[Set problem] Turn the lines from the one containing "Please mark the region of every instance of the dark" through the end of the entries, both included, into a Markdown table with the columns Row and Line. Skip any blank lines.

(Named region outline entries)

################

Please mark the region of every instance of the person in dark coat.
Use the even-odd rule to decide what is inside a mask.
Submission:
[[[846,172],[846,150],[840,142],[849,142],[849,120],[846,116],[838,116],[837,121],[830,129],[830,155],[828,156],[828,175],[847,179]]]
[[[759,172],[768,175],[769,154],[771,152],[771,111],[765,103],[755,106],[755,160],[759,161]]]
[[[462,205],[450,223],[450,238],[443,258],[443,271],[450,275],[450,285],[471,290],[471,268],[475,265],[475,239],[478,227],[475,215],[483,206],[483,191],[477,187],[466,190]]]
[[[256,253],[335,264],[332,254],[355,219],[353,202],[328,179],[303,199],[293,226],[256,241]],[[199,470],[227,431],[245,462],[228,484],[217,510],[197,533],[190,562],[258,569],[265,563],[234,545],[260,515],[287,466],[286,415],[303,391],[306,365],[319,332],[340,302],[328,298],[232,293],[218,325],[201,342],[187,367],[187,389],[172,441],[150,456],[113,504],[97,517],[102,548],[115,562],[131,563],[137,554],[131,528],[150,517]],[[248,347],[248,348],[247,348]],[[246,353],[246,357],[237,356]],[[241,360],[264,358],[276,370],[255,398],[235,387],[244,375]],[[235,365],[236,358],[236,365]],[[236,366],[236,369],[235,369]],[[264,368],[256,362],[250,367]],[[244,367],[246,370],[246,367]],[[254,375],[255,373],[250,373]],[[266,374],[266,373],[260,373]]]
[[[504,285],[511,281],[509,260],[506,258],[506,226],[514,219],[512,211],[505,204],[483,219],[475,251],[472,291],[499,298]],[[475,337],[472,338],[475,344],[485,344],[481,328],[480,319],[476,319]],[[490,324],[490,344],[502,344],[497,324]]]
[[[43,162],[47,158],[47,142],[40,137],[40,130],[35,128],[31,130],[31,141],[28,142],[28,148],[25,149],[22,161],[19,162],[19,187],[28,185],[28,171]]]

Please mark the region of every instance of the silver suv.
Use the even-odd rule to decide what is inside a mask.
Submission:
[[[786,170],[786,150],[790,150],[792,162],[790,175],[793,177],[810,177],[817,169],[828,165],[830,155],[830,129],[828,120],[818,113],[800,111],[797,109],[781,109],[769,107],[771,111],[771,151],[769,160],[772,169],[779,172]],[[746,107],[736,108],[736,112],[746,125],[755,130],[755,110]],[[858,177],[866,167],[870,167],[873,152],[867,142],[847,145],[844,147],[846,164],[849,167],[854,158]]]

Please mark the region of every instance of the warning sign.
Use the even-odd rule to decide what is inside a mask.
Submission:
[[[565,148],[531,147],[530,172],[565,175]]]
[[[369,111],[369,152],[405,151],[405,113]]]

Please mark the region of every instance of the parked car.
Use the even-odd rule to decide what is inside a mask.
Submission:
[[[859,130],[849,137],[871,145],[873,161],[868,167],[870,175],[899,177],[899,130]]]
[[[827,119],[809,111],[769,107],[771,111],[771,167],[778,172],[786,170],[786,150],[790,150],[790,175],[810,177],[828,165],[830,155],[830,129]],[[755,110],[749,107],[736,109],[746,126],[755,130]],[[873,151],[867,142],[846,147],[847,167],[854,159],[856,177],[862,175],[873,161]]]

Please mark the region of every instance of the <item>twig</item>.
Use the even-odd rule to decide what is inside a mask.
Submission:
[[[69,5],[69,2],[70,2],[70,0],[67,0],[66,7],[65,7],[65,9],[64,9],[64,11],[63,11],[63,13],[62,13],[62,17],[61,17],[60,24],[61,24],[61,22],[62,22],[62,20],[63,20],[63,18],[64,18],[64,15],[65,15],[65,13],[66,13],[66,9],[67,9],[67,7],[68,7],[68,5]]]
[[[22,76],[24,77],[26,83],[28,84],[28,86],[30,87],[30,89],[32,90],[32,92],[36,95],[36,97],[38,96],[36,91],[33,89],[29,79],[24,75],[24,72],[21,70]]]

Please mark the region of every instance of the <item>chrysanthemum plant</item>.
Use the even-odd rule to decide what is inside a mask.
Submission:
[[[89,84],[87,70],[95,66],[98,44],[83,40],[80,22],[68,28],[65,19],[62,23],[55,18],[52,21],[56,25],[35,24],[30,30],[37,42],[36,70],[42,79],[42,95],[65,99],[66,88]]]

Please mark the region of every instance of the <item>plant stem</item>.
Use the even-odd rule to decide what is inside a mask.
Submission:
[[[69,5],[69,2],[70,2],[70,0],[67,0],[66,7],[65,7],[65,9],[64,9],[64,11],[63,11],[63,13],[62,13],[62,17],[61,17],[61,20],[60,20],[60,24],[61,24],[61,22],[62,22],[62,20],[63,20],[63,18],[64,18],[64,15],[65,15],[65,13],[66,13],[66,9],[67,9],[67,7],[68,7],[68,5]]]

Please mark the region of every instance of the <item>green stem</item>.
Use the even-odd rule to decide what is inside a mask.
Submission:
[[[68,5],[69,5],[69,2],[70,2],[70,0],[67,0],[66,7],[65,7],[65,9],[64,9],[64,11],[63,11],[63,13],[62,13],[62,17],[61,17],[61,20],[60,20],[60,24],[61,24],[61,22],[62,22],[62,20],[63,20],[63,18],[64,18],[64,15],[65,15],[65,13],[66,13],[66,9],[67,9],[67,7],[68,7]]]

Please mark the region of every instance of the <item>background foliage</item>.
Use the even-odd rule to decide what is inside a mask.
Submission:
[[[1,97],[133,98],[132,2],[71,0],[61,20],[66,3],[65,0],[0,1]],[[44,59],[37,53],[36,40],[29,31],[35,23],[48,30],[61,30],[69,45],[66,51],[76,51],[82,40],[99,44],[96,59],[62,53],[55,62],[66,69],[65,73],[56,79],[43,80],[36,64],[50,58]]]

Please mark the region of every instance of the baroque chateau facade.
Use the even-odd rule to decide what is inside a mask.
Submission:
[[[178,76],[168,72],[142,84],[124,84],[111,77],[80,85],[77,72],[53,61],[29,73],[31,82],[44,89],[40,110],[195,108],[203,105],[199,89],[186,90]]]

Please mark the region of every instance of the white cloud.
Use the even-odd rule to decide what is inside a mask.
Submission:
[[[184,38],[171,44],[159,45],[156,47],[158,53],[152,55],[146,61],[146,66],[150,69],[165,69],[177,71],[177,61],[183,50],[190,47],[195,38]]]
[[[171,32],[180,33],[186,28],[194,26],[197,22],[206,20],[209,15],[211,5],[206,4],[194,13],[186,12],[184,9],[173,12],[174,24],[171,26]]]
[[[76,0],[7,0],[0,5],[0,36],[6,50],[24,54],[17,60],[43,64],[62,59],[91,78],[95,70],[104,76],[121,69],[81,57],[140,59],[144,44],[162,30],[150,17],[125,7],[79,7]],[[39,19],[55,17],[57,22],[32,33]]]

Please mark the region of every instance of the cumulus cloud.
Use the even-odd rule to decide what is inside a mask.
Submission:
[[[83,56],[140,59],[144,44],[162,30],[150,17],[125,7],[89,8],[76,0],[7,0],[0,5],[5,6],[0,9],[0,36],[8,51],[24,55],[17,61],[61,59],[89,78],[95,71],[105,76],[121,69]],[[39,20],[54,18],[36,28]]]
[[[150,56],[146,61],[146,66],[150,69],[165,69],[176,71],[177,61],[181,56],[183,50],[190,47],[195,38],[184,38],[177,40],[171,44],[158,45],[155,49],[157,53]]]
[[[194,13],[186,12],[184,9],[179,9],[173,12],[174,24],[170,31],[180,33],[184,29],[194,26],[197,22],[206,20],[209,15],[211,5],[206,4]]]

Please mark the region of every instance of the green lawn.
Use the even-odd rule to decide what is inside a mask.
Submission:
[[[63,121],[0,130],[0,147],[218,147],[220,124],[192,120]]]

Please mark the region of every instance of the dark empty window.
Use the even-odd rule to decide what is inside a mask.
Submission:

################

[Solution for this exercise]
| Row | Line |
|---|---|
| 1 | Please mark the region of every instance of the dark empty window. |
| 2 | Use the even-odd rule to decide what is inside a mask. |
| 3 | Submission: |